§ Activity: Continue the news account of the deadly hornet attack on a farmer in his field, starting after its last sentence.

Chen pointed with a shaky hand at the small plot of cabbage, spring onions and corn where his friend, Yu Yihong, had been stung to death by giant hornets.
"When he got to the hospital, there were still two hornets in his trousers," said Chen, a farmer who, like many villagers, declined to give his full name to a foreign journalist. "The hornets' poison was too strong – his liver and kidneys failed, and he couldn't urinate."
Yu, a square-jawed 40-year-old farmer in perfect health, had been harvesting his crops when he stepped on a nest of Vespa mandarinia hornets concealed beneath a pile of dry corn husks. The hornets swarmed around Yu, stinging him through his long-sleeved shirt and trousers. He ran, but the hornets chased him, stinging his arms and legs, his head and neck.

§ Provided material:
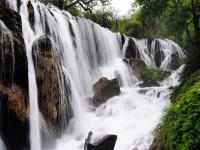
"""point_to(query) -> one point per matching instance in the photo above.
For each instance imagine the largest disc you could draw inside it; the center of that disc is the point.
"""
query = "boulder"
(105, 89)
(106, 143)
(12, 20)
(14, 116)
(175, 61)
(14, 124)
(49, 83)
(132, 50)
(158, 142)
(138, 68)
(31, 16)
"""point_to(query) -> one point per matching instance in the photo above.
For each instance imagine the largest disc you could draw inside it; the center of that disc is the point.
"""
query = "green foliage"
(182, 122)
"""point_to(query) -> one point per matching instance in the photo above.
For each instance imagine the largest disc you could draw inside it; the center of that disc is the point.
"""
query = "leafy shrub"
(182, 121)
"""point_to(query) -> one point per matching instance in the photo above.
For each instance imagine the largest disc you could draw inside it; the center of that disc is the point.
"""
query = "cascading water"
(88, 52)
(2, 146)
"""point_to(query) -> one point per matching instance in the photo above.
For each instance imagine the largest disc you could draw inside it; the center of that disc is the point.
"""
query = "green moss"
(182, 121)
(152, 75)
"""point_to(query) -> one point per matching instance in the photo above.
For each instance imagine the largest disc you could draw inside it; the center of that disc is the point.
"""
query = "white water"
(2, 146)
(34, 114)
(94, 52)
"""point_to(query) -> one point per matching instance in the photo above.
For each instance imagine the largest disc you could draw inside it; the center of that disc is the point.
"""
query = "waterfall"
(85, 52)
(2, 146)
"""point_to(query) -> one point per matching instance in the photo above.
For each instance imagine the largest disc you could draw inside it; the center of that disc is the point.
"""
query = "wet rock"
(132, 50)
(175, 61)
(48, 76)
(107, 143)
(31, 14)
(14, 124)
(159, 56)
(18, 5)
(158, 142)
(12, 20)
(14, 116)
(138, 68)
(105, 89)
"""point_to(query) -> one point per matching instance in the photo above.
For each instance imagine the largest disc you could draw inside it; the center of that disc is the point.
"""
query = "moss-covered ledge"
(181, 123)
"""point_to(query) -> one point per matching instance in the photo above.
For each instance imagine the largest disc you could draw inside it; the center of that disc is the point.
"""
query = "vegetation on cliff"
(181, 124)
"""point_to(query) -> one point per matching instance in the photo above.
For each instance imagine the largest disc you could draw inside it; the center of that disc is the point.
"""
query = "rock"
(132, 50)
(18, 5)
(175, 61)
(12, 20)
(14, 124)
(138, 68)
(105, 89)
(107, 143)
(159, 56)
(14, 116)
(158, 142)
(31, 16)
(48, 76)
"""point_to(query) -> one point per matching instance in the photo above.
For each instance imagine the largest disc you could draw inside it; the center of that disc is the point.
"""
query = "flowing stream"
(2, 146)
(88, 52)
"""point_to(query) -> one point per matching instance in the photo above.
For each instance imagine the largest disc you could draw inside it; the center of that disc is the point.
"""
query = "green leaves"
(182, 120)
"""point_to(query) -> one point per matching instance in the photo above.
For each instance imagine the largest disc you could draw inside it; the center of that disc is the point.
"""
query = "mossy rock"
(181, 124)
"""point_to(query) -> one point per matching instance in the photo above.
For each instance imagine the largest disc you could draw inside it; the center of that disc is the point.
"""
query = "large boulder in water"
(176, 62)
(14, 124)
(105, 89)
(138, 68)
(107, 143)
(132, 51)
(14, 116)
(48, 76)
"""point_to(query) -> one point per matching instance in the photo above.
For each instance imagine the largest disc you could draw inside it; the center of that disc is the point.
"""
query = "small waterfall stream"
(87, 52)
(2, 146)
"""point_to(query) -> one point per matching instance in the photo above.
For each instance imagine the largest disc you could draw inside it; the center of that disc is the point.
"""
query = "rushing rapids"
(83, 53)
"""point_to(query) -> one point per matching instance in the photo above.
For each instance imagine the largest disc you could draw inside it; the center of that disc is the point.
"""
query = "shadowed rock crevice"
(14, 122)
(50, 82)
(105, 89)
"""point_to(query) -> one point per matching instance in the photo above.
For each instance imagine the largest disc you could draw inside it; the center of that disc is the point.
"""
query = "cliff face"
(14, 124)
(14, 99)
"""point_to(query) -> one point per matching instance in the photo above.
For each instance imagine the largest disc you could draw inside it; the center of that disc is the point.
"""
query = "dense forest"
(63, 75)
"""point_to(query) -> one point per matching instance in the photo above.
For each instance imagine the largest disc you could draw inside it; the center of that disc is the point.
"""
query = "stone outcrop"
(176, 61)
(132, 50)
(106, 143)
(14, 116)
(48, 76)
(138, 68)
(14, 124)
(105, 89)
(31, 16)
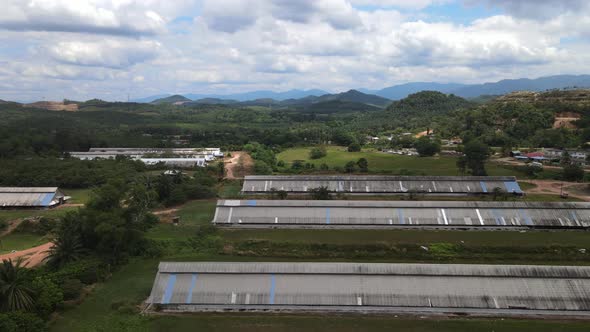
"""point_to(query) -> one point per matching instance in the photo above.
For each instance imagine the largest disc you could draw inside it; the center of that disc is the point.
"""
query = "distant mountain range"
(401, 91)
(246, 96)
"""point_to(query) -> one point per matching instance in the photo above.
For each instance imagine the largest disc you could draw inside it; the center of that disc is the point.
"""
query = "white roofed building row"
(401, 214)
(372, 287)
(382, 185)
(31, 197)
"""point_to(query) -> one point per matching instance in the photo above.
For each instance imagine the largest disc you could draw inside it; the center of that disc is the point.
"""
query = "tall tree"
(476, 153)
(67, 246)
(15, 294)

§ Result of the task:
After Yu succumbed to the poison about 50 of his friends and relatives gathered to mourn his passing. Outside the farmer's mountainside home in Yuanba village, they ate preserved eggs, buckwheat noodles and boiled peanuts in silence; one set off a string of fireworks. Yu's wife and two children sat inside, weeping.
V mandarinia is the world's largest hornet, around the size of a human adult's thumb, yellow and black in colour and highly venomous. Its 6mm-long stingers carry a venom potent enough to dissolve human tissue. Victims may die of kidney failure or anaphylactic shock.